## Entries shown
>> Start

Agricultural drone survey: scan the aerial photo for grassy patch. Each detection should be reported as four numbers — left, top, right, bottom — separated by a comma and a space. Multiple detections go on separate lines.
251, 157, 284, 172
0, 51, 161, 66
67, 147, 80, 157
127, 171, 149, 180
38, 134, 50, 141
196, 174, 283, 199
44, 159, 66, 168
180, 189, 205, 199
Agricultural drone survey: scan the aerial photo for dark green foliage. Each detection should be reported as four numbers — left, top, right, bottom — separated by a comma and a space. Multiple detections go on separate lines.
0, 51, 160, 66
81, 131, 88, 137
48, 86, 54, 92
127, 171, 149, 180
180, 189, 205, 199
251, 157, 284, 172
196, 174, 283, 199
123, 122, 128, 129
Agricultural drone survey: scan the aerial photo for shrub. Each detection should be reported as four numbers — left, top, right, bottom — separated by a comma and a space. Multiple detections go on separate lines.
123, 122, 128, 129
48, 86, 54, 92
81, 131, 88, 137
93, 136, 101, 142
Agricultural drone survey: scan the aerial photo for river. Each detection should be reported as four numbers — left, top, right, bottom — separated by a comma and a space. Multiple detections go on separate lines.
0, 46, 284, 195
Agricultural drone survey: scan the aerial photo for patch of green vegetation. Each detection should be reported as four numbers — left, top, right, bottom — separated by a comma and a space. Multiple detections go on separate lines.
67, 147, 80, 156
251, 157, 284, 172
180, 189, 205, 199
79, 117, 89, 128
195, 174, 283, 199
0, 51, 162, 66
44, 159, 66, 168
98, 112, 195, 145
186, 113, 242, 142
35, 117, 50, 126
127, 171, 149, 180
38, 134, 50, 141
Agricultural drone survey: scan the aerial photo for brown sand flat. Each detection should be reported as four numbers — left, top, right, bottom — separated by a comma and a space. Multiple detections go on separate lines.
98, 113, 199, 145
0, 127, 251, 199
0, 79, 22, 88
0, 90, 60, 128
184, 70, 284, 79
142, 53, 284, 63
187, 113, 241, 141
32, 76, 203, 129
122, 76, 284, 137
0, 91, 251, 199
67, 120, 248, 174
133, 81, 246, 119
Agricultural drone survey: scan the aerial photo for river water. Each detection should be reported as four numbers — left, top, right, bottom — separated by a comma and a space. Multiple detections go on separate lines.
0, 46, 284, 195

>> End
>> Start

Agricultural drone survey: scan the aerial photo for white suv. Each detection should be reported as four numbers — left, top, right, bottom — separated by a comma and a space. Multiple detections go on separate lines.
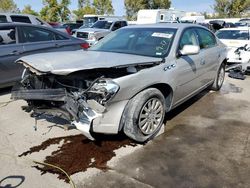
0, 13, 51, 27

>> End

## Requirements
Copy everything from the line containing "Agricultural drone survey: scan the aerial photo for white" down to the line containing "0, 13, 51, 27", putting "red pickup truck" in place of "white suv" and changing nothing else. Leave the pictures out.

## Response to this exercise
Agricultural drone survey: scan the aerial photo for red pickup truck. Each detection should be reported as four numbers — left, top, right, bottom — separated by a comma and a space. Multiple detections go on separate lines.
0, 13, 51, 27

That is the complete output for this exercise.